YOUR INSTRUCTIONS – Could you return every record below word for word, leaving out the pictures?

DATA SHOWN –
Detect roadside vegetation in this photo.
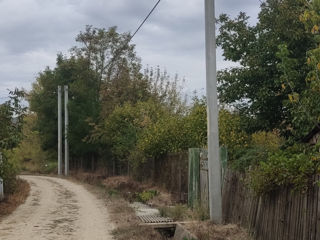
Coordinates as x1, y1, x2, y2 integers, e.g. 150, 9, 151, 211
2, 0, 320, 231
0, 90, 30, 216
74, 172, 251, 240
215, 0, 320, 195
0, 179, 30, 219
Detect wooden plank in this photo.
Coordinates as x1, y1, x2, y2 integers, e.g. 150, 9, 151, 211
316, 175, 320, 240
303, 191, 308, 240
188, 148, 200, 208
140, 222, 176, 229
222, 170, 320, 240
313, 175, 319, 240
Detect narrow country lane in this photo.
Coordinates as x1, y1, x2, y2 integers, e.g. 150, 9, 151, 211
0, 176, 114, 240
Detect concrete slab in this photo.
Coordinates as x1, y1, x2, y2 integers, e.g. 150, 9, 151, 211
130, 202, 160, 216
173, 223, 198, 240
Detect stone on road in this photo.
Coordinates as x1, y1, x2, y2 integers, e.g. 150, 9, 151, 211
0, 175, 114, 240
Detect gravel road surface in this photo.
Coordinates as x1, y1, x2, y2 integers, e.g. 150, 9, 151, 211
0, 175, 113, 240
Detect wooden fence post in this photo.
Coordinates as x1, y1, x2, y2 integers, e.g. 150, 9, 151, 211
0, 178, 3, 201
220, 146, 228, 187
188, 148, 200, 208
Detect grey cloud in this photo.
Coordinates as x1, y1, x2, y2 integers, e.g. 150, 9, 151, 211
0, 0, 260, 100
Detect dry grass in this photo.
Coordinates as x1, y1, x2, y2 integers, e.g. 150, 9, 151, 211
71, 170, 106, 185
73, 173, 252, 240
102, 176, 174, 205
71, 173, 164, 240
0, 178, 30, 219
184, 221, 252, 240
107, 196, 164, 240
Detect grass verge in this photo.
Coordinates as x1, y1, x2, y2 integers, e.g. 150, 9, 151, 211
0, 178, 30, 219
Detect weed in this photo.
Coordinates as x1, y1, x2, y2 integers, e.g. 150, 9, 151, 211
159, 204, 188, 221
192, 202, 209, 221
108, 189, 119, 197
136, 189, 158, 203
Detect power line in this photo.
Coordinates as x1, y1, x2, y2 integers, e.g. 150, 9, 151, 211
106, 0, 162, 71
130, 0, 162, 41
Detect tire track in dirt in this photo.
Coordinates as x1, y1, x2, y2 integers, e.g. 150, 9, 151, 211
0, 176, 113, 240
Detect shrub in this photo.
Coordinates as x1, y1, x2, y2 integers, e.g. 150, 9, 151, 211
136, 189, 158, 203
0, 152, 19, 194
232, 130, 284, 171
251, 130, 284, 152
9, 114, 54, 173
219, 109, 249, 156
248, 144, 320, 195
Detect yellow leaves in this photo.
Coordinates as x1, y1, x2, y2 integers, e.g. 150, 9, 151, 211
288, 93, 299, 103
307, 57, 311, 65
219, 109, 248, 150
311, 25, 319, 34
281, 83, 286, 90
288, 94, 293, 102
317, 62, 320, 70
251, 130, 283, 152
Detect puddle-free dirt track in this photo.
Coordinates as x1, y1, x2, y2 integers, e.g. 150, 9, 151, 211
0, 175, 113, 240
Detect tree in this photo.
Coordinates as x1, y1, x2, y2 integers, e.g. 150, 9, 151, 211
9, 113, 53, 173
0, 89, 26, 193
0, 89, 26, 150
282, 0, 320, 138
71, 26, 148, 118
217, 0, 313, 133
29, 55, 100, 169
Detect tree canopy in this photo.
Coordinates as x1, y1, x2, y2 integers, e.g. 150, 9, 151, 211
217, 0, 314, 133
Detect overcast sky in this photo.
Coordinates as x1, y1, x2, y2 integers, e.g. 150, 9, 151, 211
0, 0, 261, 101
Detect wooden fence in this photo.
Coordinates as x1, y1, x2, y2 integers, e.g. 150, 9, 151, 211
145, 149, 320, 240
153, 152, 189, 203
222, 169, 320, 240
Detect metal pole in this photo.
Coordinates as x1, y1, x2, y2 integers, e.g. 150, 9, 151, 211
205, 0, 222, 223
64, 85, 69, 176
58, 86, 62, 175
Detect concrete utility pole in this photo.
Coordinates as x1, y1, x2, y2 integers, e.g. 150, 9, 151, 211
204, 0, 222, 223
64, 85, 69, 176
58, 86, 62, 175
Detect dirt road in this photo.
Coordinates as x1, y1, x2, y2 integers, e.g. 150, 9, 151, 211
0, 175, 114, 240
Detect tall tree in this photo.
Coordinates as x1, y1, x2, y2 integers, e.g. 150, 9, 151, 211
71, 26, 149, 117
217, 0, 313, 133
29, 55, 100, 168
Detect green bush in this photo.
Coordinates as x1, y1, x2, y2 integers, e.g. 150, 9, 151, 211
0, 152, 19, 194
248, 144, 320, 195
133, 99, 207, 164
136, 189, 158, 203
231, 131, 284, 171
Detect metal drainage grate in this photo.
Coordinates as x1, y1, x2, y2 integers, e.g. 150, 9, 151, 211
139, 215, 173, 224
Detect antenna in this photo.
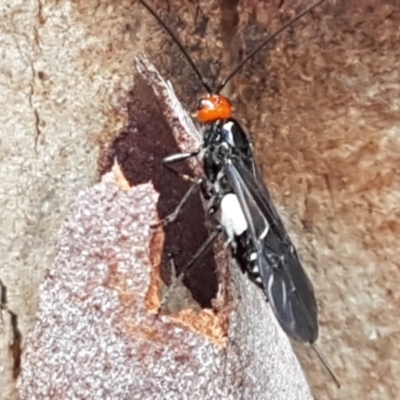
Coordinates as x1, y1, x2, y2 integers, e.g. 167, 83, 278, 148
139, 0, 212, 93
216, 0, 325, 93
310, 343, 341, 389
140, 0, 324, 94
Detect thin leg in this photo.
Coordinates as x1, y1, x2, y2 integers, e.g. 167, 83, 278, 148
163, 149, 201, 165
151, 179, 202, 228
151, 148, 204, 227
159, 226, 223, 310
162, 148, 201, 183
181, 225, 222, 276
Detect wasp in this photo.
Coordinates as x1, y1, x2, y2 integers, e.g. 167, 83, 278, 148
139, 0, 340, 388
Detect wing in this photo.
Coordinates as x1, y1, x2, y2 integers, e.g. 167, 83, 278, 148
224, 156, 318, 343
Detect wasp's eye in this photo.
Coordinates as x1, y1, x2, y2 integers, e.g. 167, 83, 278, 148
198, 98, 214, 111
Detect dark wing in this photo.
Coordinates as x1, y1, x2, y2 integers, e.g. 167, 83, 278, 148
224, 157, 318, 343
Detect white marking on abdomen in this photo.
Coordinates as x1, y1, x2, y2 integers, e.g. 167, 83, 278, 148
220, 193, 248, 243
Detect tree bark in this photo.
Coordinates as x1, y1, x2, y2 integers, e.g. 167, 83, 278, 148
1, 1, 400, 399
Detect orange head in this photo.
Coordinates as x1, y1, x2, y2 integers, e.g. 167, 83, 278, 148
196, 94, 232, 123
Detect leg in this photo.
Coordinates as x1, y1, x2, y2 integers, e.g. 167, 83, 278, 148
181, 224, 223, 277
163, 149, 201, 165
159, 225, 223, 311
162, 149, 201, 183
152, 171, 219, 228
151, 148, 203, 228
151, 179, 203, 228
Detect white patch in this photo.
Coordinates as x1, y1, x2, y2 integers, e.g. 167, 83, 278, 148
222, 121, 235, 147
249, 253, 258, 262
223, 121, 234, 130
220, 193, 248, 243
250, 263, 259, 273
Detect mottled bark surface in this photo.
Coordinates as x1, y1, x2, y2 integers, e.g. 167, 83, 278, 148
1, 0, 399, 399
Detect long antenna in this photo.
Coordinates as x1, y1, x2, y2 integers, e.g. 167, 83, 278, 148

SOLVED EXERCISE –
Detect roadside vegetation in this photo.
Coordinates as x1, y1, x2, y2 integers, e.g. 150, 9, 151, 211
2, 0, 320, 231
0, 90, 30, 216
74, 172, 251, 240
215, 0, 320, 195
0, 179, 30, 219
Detect wooden plank in this photo.
Coordinates as x1, y1, x2, y2 integers, e.g. 150, 9, 151, 211
316, 175, 320, 240
303, 191, 308, 240
188, 148, 200, 208
140, 222, 176, 229
222, 170, 320, 240
313, 175, 319, 240
Detect narrow country lane in this photo.
Coordinates as x1, y1, x2, y2 integers, e.g. 150, 9, 151, 211
0, 176, 114, 240
Detect concrete slab in this photo.
Coordinates as x1, y1, x2, y2 integers, e.g. 150, 9, 151, 211
130, 202, 160, 216
173, 223, 198, 240
Detect stone on road in this photo.
Coordinates as x1, y1, x2, y2 integers, e.g. 150, 9, 151, 211
0, 175, 114, 240
Detect gravel road surface in this photo.
Coordinates as x1, y1, x2, y2 integers, e.g. 150, 9, 151, 211
0, 175, 113, 240
Detect wooden fence post in this photo.
Coordinates as x1, y1, x2, y2 integers, e.g. 150, 9, 151, 211
0, 178, 3, 201
220, 146, 228, 187
188, 148, 200, 208
Detect grey cloud in this photo.
Coordinates as x1, y1, x2, y2 integers, e.g. 150, 9, 151, 211
0, 0, 260, 100
Detect dry grass in this photo.
Coordinates as x1, y1, x2, y2 integers, e.g. 150, 9, 151, 211
71, 170, 106, 185
73, 173, 252, 240
102, 176, 174, 205
71, 173, 164, 240
0, 178, 30, 219
184, 221, 252, 240
107, 196, 164, 240
Detect grass verge in this photo.
Coordinates as x1, y1, x2, y2 integers, e.g. 150, 9, 151, 211
0, 178, 30, 219
Detect weed in this photo.
Coordinates as x1, y1, x2, y2 integers, e.g. 150, 9, 151, 211
159, 204, 188, 221
192, 202, 209, 221
108, 189, 119, 197
136, 189, 158, 203
Detect power line in this photo.
Coordinates as x1, y1, x2, y2 integers, e.g. 150, 9, 151, 211
106, 0, 162, 71
130, 0, 162, 41
Detect tire track in dirt in this photo.
Coordinates as x1, y1, x2, y2 integers, e.g. 150, 9, 151, 211
0, 176, 113, 240
Detect shrub in this photo.
Coordinates as x1, y1, x2, y2 integers, e.g. 150, 9, 151, 211
136, 189, 158, 203
0, 152, 19, 194
232, 130, 284, 171
251, 130, 284, 152
9, 114, 54, 173
219, 109, 249, 156
248, 144, 320, 195
Detect yellow leaves in this photo.
Coordinates as x1, y1, x2, y2 integers, e.g. 150, 9, 151, 211
288, 93, 299, 103
307, 57, 311, 65
219, 109, 248, 150
311, 25, 319, 34
281, 83, 286, 90
288, 94, 293, 102
317, 62, 320, 70
251, 130, 283, 152
Detect puddle-free dirt track in this photo.
Coordinates as x1, y1, x2, y2 integers, e.g. 150, 9, 151, 211
0, 175, 113, 240
Detect tree in this photo.
Coordinates as x1, y1, x2, y2 integers, e.g. 150, 9, 151, 211
9, 113, 53, 173
0, 89, 26, 193
0, 89, 26, 150
282, 0, 320, 138
71, 26, 148, 118
217, 0, 313, 133
29, 55, 100, 169
Detect tree canopy in this photo.
Coordinates as x1, y1, x2, y2 integers, e.g. 150, 9, 151, 211
217, 0, 314, 133
Detect overcast sky in this photo.
Coordinates as x1, y1, x2, y2 integers, e.g. 150, 9, 151, 211
0, 0, 261, 101
Detect wooden fence in this photo.
Coordinates as x1, y1, x2, y2 integers, e.g. 150, 9, 151, 211
145, 149, 320, 240
153, 152, 189, 203
222, 169, 320, 240
Detect metal pole in this photo.
Coordinates as x1, y1, x2, y2 integers, e.g. 150, 9, 151, 211
205, 0, 222, 223
64, 85, 69, 176
58, 86, 62, 175
Detect concrete utility pole in this photo.
Coordinates as x1, y1, x2, y2 integers, e.g. 150, 9, 151, 211
204, 0, 222, 223
64, 85, 69, 176
58, 86, 62, 175
Detect dirt road in this photo.
Coordinates as x1, y1, x2, y2 integers, e.g. 150, 9, 151, 211
0, 175, 114, 240
Detect tall tree in this photo.
Coordinates as x1, y1, x2, y2 integers, e.g. 150, 9, 151, 211
71, 26, 149, 117
217, 0, 313, 133
29, 55, 100, 168
Detect green bush in this photo.
Coordinates as x1, y1, x2, y2 integers, e.g. 150, 9, 151, 211
0, 152, 19, 194
248, 144, 320, 195
133, 99, 207, 164
136, 189, 158, 203
231, 131, 284, 171
Detect metal drainage grate in this photo.
Coordinates as x1, y1, x2, y2 integers, e.g. 150, 9, 151, 211
139, 215, 173, 224
Detect antenna in this photo.
Coordinates as x1, y1, x2, y2 integers, e.g. 167, 83, 278, 148
139, 0, 212, 93
216, 0, 325, 93
310, 343, 341, 389
140, 0, 324, 94
Detect thin leg in this photo.
Coordinates as x1, y1, x2, y2 integers, e.g. 167, 83, 278, 148
163, 149, 201, 165
151, 179, 202, 228
151, 148, 204, 227
159, 226, 223, 310
162, 148, 201, 183
181, 225, 222, 276
Detect wasp in this photo.
Coordinates as x1, y1, x2, y2 integers, e.g. 167, 83, 278, 148
139, 0, 340, 388
Detect wing in this photo.
Coordinates as x1, y1, x2, y2 integers, e.g. 167, 83, 278, 148
224, 156, 318, 343
Detect wasp's eye in this photo.
Coordinates as x1, y1, x2, y2 integers, e.g. 167, 83, 278, 148
198, 98, 214, 111
Detect dark wing in this photo.
Coordinates as x1, y1, x2, y2 integers, e.g. 167, 83, 278, 148
224, 157, 318, 343
Detect white marking on abdomen in this photo.
Coordinates as x1, y1, x2, y2 integers, e.g. 167, 83, 278, 148
220, 193, 248, 243
Detect tree bark in this photo.
Coordinates as x1, y1, x2, y2 integers, e.g. 167, 83, 278, 148
1, 1, 400, 399
Detect orange head in this photo.
Coordinates as x1, y1, x2, y2 integers, e.g. 167, 83, 278, 148
196, 94, 232, 123
Detect leg in this photo.
Coordinates as x1, y1, x2, y2 integers, e.g. 167, 83, 278, 148
181, 224, 223, 277
163, 149, 201, 165
159, 225, 223, 311
162, 149, 201, 183
152, 171, 219, 228
151, 148, 203, 228
151, 179, 203, 228
Detect white patch in this photo.
Coordinates as x1, y1, x2, y2 integers, e.g. 167, 83, 278, 148
222, 121, 235, 147
249, 253, 258, 262
223, 121, 234, 130
220, 193, 248, 243
250, 263, 259, 273
Detect mottled bark surface in this photo.
Coordinates as x1, y1, x2, y2 integers, e.g. 167, 83, 278, 148
1, 0, 399, 399
Detect long antenna in this photo.
Coordinates as x1, y1, x2, y2 integers, e.g. 167, 83, 278, 148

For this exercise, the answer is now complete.